Rows from a data collection:
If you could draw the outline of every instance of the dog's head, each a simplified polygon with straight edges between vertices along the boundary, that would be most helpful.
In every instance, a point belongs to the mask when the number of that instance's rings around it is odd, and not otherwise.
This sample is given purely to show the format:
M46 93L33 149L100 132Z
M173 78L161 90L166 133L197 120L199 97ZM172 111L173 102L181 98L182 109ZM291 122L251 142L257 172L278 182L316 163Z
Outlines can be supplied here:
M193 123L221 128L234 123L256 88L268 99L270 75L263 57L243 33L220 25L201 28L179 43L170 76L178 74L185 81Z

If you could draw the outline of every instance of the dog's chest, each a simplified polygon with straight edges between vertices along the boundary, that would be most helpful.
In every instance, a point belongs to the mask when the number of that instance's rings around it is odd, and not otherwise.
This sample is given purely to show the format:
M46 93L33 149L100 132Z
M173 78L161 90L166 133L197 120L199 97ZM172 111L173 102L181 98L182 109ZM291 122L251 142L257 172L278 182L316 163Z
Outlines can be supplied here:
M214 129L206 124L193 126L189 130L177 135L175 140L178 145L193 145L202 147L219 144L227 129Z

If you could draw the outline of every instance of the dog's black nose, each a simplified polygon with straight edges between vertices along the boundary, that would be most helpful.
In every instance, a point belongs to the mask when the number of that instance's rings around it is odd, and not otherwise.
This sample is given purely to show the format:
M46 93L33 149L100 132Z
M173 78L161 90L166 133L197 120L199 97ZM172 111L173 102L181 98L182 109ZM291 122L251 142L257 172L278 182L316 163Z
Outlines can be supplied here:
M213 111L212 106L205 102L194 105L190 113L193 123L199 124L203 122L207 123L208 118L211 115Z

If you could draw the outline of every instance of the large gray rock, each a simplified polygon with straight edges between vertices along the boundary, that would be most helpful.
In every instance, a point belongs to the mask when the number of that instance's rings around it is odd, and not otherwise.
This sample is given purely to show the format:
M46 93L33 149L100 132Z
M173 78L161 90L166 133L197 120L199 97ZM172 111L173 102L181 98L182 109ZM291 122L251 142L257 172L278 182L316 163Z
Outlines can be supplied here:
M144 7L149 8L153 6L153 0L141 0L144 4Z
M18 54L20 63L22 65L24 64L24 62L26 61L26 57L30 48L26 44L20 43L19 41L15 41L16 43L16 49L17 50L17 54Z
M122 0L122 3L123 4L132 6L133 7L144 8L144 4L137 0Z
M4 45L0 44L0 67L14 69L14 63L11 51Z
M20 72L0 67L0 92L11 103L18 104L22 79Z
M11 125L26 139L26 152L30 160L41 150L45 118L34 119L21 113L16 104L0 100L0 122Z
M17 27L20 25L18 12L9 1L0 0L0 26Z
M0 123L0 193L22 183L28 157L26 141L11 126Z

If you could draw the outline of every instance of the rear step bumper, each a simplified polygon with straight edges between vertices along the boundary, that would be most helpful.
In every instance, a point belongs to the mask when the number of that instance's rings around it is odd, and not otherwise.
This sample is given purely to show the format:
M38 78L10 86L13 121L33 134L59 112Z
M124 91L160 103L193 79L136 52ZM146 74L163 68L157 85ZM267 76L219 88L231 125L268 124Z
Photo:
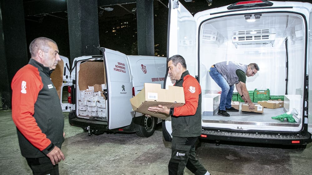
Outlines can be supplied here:
M311 134L306 131L297 134L259 133L203 129L201 138L210 140L281 145L305 145L312 142ZM293 142L295 142L294 144Z
M107 130L107 122L90 120L78 118L71 118L70 117L69 117L68 121L71 125L83 128L90 126L92 128L96 128L99 130L104 131Z

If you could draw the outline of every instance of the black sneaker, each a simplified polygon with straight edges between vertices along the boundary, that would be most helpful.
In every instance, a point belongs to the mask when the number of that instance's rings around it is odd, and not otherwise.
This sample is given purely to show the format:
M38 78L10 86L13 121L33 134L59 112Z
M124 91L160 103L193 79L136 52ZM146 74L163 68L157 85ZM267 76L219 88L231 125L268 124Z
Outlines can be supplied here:
M224 110L219 110L218 111L218 115L224 116L224 117L230 117L230 114Z
M238 109L236 109L233 107L231 107L231 108L226 108L225 109L227 110L227 111L229 111L230 112L238 112L239 111Z

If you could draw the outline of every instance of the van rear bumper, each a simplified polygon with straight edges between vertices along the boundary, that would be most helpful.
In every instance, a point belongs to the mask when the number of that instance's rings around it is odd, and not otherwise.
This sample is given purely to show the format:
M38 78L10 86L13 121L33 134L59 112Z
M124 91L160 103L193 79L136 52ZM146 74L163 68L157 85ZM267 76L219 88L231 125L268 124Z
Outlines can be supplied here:
M76 112L70 113L68 117L69 124L72 126L85 128L88 126L103 131L107 130L107 122L95 120L87 120L77 118Z
M307 125L305 124L305 128L308 128ZM305 130L299 133L277 133L203 129L201 138L210 140L284 145L306 145L312 142L311 134Z

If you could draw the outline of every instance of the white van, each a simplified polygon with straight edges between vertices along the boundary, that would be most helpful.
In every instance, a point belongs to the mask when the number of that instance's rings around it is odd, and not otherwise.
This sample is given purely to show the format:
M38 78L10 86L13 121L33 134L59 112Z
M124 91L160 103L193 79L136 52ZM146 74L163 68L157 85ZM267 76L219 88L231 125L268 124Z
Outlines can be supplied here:
M169 1L169 11L168 57L183 57L190 74L201 86L201 138L302 148L312 141L312 120L308 120L312 117L312 91L309 88L312 82L309 76L312 72L312 4L249 1L193 16L173 0ZM242 112L241 103L239 112L229 112L229 117L218 115L221 89L208 71L212 65L225 61L257 63L260 71L247 78L247 89L269 91L266 92L270 96L284 98L284 107L265 108L262 113ZM168 78L165 84L166 89L172 85ZM298 113L298 122L271 118L293 109ZM167 141L171 139L170 122L163 123Z
M161 120L133 111L129 99L144 83L163 86L166 58L100 50L102 55L75 58L71 69L68 59L61 57L63 61L51 75L63 111L70 112L70 124L90 135L111 131L150 136ZM62 93L67 88L69 103L62 100Z

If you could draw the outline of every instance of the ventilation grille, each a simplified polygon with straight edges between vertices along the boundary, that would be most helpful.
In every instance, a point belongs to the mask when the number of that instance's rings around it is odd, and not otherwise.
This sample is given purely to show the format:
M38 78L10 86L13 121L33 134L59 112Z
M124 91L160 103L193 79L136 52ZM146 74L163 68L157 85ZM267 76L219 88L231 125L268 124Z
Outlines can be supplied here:
M232 41L237 45L268 44L273 45L275 39L275 29L233 31Z
M217 44L218 45L223 43L224 38L216 30L203 30L202 41L205 42Z

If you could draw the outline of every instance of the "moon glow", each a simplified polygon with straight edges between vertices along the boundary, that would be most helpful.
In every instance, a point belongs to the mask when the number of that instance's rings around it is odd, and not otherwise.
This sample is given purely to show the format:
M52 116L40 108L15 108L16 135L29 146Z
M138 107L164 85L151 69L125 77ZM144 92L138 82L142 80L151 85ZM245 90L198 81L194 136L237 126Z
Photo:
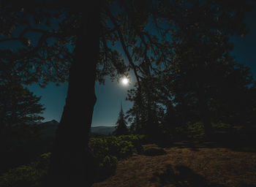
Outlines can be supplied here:
M121 83L124 85L127 85L129 84L129 79L127 77L122 77L121 79Z

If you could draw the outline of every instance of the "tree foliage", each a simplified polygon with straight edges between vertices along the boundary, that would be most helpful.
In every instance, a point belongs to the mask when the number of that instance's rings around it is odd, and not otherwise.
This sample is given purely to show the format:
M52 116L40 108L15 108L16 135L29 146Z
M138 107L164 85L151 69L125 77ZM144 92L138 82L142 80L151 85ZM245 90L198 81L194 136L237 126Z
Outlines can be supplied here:
M125 121L123 107L122 105L121 105L118 118L116 122L116 130L113 132L113 134L115 136L127 135L128 134L128 132L129 131Z

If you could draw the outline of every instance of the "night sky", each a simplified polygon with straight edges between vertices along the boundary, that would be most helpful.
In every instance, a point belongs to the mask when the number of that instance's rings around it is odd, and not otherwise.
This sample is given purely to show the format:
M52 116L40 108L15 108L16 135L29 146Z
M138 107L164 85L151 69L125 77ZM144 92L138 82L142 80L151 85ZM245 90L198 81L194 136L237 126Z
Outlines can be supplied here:
M231 41L235 47L233 55L236 56L238 62L243 64L251 69L251 72L256 79L256 9L248 12L246 18L246 23L249 32L244 37L233 37ZM124 111L127 111L132 103L125 101L127 91L135 83L135 78L131 75L131 84L124 86L116 81L111 82L106 77L105 85L96 83L95 91L97 97L94 106L92 120L92 126L113 126L115 125L121 102L122 102ZM45 88L41 88L37 85L29 87L36 95L42 96L41 103L46 108L42 115L45 119L44 121L51 120L60 121L67 91L67 84L61 84L56 87L55 84L49 83ZM81 85L83 89L83 85Z

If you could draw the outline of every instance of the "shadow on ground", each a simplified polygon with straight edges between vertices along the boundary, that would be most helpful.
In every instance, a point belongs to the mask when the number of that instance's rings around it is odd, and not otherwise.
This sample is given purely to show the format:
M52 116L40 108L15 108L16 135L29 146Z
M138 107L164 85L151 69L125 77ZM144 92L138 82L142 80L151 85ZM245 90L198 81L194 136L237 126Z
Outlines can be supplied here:
M225 187L221 184L208 183L203 176L182 165L167 164L164 171L155 172L150 181L157 182L160 186L173 184L176 187Z
M170 146L190 148L197 151L202 148L225 148L234 151L256 153L256 129L243 129L236 131L217 131L211 138L203 134L189 136L175 141ZM165 146L161 146L165 147Z

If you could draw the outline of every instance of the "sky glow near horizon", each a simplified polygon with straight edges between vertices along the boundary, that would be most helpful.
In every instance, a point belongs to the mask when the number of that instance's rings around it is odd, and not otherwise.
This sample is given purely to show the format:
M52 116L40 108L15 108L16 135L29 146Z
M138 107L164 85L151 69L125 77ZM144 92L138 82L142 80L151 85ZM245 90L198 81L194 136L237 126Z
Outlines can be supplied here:
M246 24L249 32L244 37L233 36L230 38L234 43L234 49L231 54L236 57L236 61L251 69L251 72L256 79L256 9L255 7L251 12L248 12L246 17ZM119 45L116 46L116 49ZM124 61L127 61L124 54ZM132 81L133 80L133 81ZM123 83L124 82L124 84ZM132 107L132 103L126 101L127 90L131 89L136 82L133 74L129 74L128 84L127 80L119 82L111 81L107 77L105 84L100 85L98 82L95 84L95 92L97 98L94 106L92 126L114 126L117 121L120 111L120 103L122 102L124 112L126 112ZM53 83L49 83L45 88L39 88L37 85L29 86L29 88L37 96L42 96L40 103L46 108L42 116L44 121L51 120L60 121L65 99L67 92L67 83L61 84L56 87Z

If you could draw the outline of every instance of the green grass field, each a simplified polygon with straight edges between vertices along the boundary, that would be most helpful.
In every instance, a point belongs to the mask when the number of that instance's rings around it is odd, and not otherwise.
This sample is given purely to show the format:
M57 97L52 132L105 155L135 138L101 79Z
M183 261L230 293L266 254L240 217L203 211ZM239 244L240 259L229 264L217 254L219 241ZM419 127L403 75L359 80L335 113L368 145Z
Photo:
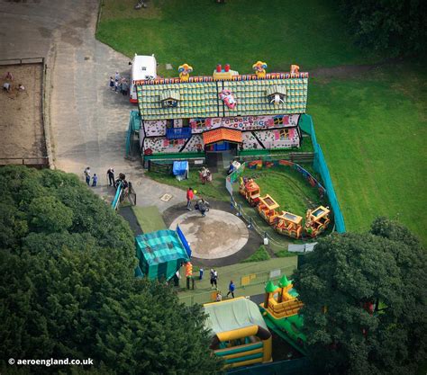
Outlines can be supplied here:
M427 243L427 74L417 66L316 81L310 106L348 230L378 215Z
M230 0L225 5L151 0L141 11L133 4L104 0L97 37L130 57L154 53L159 73L169 76L185 62L194 75L210 75L217 63L249 73L261 59L268 71L287 71L297 63L310 72L386 58L354 45L333 0ZM337 70L335 78L312 75L307 113L347 229L366 230L377 215L386 215L427 244L427 71L413 60L369 73L353 68L345 76ZM166 71L166 63L173 70Z

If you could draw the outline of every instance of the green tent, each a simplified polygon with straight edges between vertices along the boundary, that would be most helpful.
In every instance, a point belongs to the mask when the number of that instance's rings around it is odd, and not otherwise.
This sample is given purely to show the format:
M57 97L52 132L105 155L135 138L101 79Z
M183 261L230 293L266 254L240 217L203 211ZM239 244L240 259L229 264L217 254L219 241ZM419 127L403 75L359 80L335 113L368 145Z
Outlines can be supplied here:
M179 270L181 263L190 261L175 230L163 229L137 236L135 242L139 269L149 279L168 281ZM138 269L137 274L141 274Z

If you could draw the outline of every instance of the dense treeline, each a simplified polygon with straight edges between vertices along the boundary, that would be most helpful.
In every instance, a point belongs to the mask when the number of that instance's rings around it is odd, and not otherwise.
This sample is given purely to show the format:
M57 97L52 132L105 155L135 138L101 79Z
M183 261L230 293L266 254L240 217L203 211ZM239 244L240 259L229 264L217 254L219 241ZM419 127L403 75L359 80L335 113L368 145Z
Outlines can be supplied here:
M14 359L91 358L32 373L219 373L200 308L134 278L127 223L72 174L0 168L0 370Z
M351 31L359 43L393 56L427 50L424 0L341 0Z
M328 374L414 374L426 358L427 257L409 230L320 239L296 271L310 356Z

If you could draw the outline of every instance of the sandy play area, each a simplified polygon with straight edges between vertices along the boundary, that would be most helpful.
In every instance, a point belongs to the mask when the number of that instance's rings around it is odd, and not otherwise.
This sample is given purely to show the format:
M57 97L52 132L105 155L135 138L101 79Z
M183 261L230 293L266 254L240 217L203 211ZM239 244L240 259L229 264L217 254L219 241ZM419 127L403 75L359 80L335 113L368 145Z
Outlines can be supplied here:
M47 156L46 142L41 118L42 64L0 66L0 165L42 164ZM5 79L11 72L14 80ZM3 85L10 82L12 91L3 90ZM19 92L17 86L25 90Z
M199 211L186 212L169 226L177 225L191 245L192 256L201 259L218 259L240 251L248 242L249 231L245 223L233 214L211 210L202 218Z

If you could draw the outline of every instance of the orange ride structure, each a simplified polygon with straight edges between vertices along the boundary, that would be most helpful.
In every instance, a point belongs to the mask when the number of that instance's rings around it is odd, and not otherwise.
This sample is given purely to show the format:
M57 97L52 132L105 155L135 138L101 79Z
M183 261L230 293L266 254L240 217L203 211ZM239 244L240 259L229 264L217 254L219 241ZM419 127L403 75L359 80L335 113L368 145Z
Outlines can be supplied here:
M259 197L259 201L257 206L257 210L259 216L264 219L269 225L275 225L278 211L276 210L279 208L277 202L271 198L268 194L265 197Z
M305 354L305 335L301 333L304 321L299 315L303 302L298 299L298 292L292 281L283 275L277 286L268 281L265 290L264 303L259 305L259 310L267 326Z
M261 197L261 190L259 184L251 178L241 177L239 192L245 197L252 207L256 207L259 216L268 225L284 236L301 238L304 235L306 235L313 238L324 231L331 222L329 218L331 210L328 207L319 206L314 210L307 210L305 224L303 226L303 217L292 212L278 210L280 206L268 194Z
M294 238L300 238L303 235L303 218L293 213L282 211L277 217L276 231L281 235L289 236Z
M252 207L258 205L260 193L259 186L251 178L244 183L243 179L241 177L239 192L245 197L246 201L248 201Z
M312 237L321 234L331 222L330 212L331 210L323 206L319 206L315 210L308 210L305 215L305 232Z

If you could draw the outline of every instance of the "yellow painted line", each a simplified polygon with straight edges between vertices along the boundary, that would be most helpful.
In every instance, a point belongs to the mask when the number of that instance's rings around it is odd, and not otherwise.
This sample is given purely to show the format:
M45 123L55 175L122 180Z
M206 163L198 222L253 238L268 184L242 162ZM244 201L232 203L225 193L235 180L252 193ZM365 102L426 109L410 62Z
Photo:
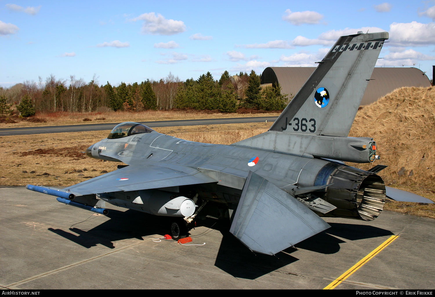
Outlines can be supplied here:
M354 272L360 268L362 265L368 262L372 258L378 254L385 247L392 242L398 237L398 235L392 235L387 240L382 243L368 255L360 260L359 262L352 266L348 271L340 275L334 281L323 288L323 290L332 290L341 284L343 280L350 277Z

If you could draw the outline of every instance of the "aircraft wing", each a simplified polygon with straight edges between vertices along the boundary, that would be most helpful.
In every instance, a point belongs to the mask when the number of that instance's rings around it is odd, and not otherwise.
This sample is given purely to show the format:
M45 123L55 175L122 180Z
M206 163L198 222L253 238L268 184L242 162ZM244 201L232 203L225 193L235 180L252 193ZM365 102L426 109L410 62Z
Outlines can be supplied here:
M163 167L164 165L164 167ZM218 181L198 170L177 165L130 165L64 190L81 195L137 191Z
M287 192L250 171L230 232L251 251L273 255L330 227Z

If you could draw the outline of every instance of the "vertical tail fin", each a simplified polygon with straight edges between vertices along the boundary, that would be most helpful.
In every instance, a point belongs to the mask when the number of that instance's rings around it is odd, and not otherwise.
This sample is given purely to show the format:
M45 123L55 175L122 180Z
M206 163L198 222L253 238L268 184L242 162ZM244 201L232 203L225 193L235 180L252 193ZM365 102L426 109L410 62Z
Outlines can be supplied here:
M347 136L388 32L342 36L269 131Z

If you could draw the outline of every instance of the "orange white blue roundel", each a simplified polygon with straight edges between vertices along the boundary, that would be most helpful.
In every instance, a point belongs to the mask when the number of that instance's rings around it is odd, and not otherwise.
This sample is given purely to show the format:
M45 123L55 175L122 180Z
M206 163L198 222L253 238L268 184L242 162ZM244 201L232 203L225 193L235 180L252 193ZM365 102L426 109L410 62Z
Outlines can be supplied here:
M249 160L249 162L248 163L248 165L249 166L254 166L258 162L258 157L253 157Z

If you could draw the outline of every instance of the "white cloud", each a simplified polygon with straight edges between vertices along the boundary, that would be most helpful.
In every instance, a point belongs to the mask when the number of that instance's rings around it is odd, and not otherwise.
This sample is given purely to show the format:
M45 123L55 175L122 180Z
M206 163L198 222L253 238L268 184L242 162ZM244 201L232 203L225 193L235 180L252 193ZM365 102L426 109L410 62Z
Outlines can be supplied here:
M425 11L423 11L422 13L418 13L418 15L420 16L426 16L430 18L432 20L435 21L435 6L432 6L432 7L429 7Z
M260 62L254 60L254 61L249 61L246 64L238 64L233 67L231 69L231 71L245 71L248 72L251 69L259 70L262 72L263 69L267 67L271 66L271 63L268 62Z
M130 43L128 42L121 42L119 40L114 40L113 41L110 41L110 42L107 42L106 41L102 43L99 43L97 45L97 47L112 46L113 47L117 47L118 48L121 47L128 47L130 46Z
M74 57L76 56L76 53L74 52L72 53L65 53L63 55L60 55L60 57Z
M389 33L391 45L423 46L435 44L433 23L393 23L390 25Z
M291 41L291 45L295 46L307 46L318 44L320 45L332 45L334 41L328 40L322 40L315 38L310 39L300 35L296 37Z
M294 47L290 45L287 40L274 40L269 41L265 43L254 43L245 44L243 47L247 49L292 49Z
M160 13L143 13L130 20L143 20L142 34L153 35L173 35L186 31L186 25L182 21L167 20Z
M211 62L213 59L209 55L200 55L192 59L192 62Z
M180 45L175 41L171 41L166 43L159 42L158 43L154 43L154 47L157 49L175 49L180 47Z
M167 55L166 53L161 54L162 56L167 56ZM181 53L172 52L169 54L172 55L172 56L170 58L167 58L164 60L156 61L156 63L158 64L175 64L175 63L179 63L183 60L187 60L188 58L187 55Z
M285 13L287 15L283 16L282 19L296 26L302 24L318 24L323 18L323 15L315 11L307 10L291 12L291 10L288 9Z
M237 50L231 50L227 52L227 55L230 57L230 61L237 62L240 60L244 60L246 59L245 54L243 53L238 52Z
M0 35L15 34L20 29L13 24L3 23L0 21Z
M435 60L435 56L425 55L412 49L400 52L390 52L389 53L385 55L384 58L388 60L400 60L403 59L413 59L414 60L424 61Z
M230 61L232 62L238 62L240 60L249 61L258 59L259 57L257 55L252 55L248 58L243 53L238 52L236 50L231 50L225 53L230 58Z
M378 12L388 12L391 10L393 6L387 2L384 2L378 5L373 5L373 7Z
M317 64L315 62L321 61L329 51L329 49L322 48L319 49L315 53L300 52L288 56L282 55L280 58L280 60L285 62L283 66L316 66Z
M189 39L194 40L210 40L213 39L211 36L203 36L201 33L197 33L193 35L191 35Z
M42 7L40 5L37 7L34 7L28 6L26 8L20 5L13 4L7 4L5 6L10 10L13 11L23 11L27 14L30 14L34 16L39 12L39 10Z

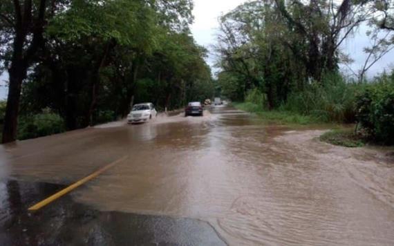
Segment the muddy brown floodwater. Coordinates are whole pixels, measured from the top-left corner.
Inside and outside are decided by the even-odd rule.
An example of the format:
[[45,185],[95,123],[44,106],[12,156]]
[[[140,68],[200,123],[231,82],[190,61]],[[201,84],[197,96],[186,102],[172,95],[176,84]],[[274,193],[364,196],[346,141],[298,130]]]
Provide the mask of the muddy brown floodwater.
[[68,184],[100,211],[208,222],[231,245],[393,245],[389,148],[319,141],[321,129],[265,124],[231,107],[23,141],[0,149],[1,176]]

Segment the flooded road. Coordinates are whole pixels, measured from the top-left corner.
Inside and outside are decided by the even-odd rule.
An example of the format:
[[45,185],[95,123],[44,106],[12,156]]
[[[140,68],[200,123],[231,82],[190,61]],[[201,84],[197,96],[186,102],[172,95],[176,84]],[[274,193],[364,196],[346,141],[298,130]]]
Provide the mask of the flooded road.
[[[169,221],[162,230],[173,220],[192,225],[189,240],[181,236],[187,234],[183,224],[158,232],[172,238],[168,245],[394,245],[393,149],[334,146],[317,138],[323,131],[268,125],[214,107],[203,117],[115,122],[0,146],[0,181],[68,185],[126,155],[40,213],[57,213],[69,201],[98,213],[98,224],[111,214],[111,229],[122,228],[113,237],[145,229],[118,223],[122,217]],[[0,196],[9,201],[13,193],[3,187]],[[21,206],[44,196],[35,193],[22,195]],[[6,215],[13,205],[1,202]],[[1,233],[0,242],[10,234]],[[135,244],[149,245],[144,238]]]

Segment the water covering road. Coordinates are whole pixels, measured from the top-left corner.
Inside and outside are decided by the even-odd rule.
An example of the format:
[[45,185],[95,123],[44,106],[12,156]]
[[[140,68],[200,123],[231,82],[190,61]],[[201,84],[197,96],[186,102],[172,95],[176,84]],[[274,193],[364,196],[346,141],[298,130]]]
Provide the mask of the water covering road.
[[[127,155],[61,199],[100,213],[205,222],[220,238],[212,245],[394,245],[393,149],[334,146],[317,138],[323,131],[215,107],[203,117],[118,122],[3,146],[0,179],[66,185]],[[184,237],[171,242],[204,244]]]

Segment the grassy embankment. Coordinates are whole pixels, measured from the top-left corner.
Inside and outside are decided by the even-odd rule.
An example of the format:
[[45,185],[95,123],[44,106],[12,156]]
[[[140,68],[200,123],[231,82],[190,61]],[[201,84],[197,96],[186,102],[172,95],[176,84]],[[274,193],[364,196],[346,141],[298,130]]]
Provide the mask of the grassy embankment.
[[322,122],[318,117],[312,115],[303,115],[287,111],[267,111],[252,102],[233,102],[232,105],[236,108],[255,113],[268,122],[303,125]]
[[[315,115],[302,115],[294,112],[279,110],[268,111],[251,102],[235,102],[232,105],[236,108],[255,113],[267,122],[302,125],[327,123],[326,120]],[[355,134],[354,129],[345,129],[339,126],[335,126],[335,129],[321,135],[320,140],[346,147],[362,146],[367,142],[361,135]]]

◆ EXERCISE
Copy out the rows word for word, beginning at the line that contains "Segment the water" and continuing through the last row.

◆ FINISHED TASK
Segment the water covering road. Coordinates are whole pixels, measured from the top-left corner.
Inside and outside are decided by the even-odd rule.
An example of the format:
[[45,185],[95,123],[44,106],[12,156]]
[[[140,68],[200,123],[231,82],[190,61]],[[201,84],[197,96],[186,102],[172,95],[176,84]],[[274,193],[364,196],[346,141],[298,130]]]
Provide the mask of the water covering road.
[[[127,155],[61,199],[100,213],[205,222],[220,238],[212,245],[394,245],[393,149],[334,146],[317,138],[323,131],[215,107],[203,117],[118,122],[3,146],[0,179],[66,185]],[[184,237],[171,242],[204,244]]]

Segment the grassy embankment. Coordinates are whole pixels, measured from the top-left corner.
Inside and outside are decided by the even-odd rule.
An example of the format:
[[45,185],[95,123],[44,106],[12,156]]
[[[140,68],[200,123],[231,82],[190,61]],[[201,84],[197,96],[186,102],[172,95],[176,84]],[[274,193],[364,196],[346,141],[298,130]]]
Provide the mask of the grassy embankment.
[[322,122],[318,117],[312,115],[303,115],[287,111],[267,111],[252,102],[233,102],[232,105],[236,108],[255,113],[268,122],[303,125]]
[[[315,115],[302,115],[294,112],[279,110],[268,111],[251,102],[235,102],[232,105],[236,108],[255,113],[267,122],[302,125],[327,123],[326,120]],[[355,134],[354,129],[345,129],[339,126],[335,126],[335,129],[321,135],[320,140],[346,147],[362,146],[367,142],[361,135]]]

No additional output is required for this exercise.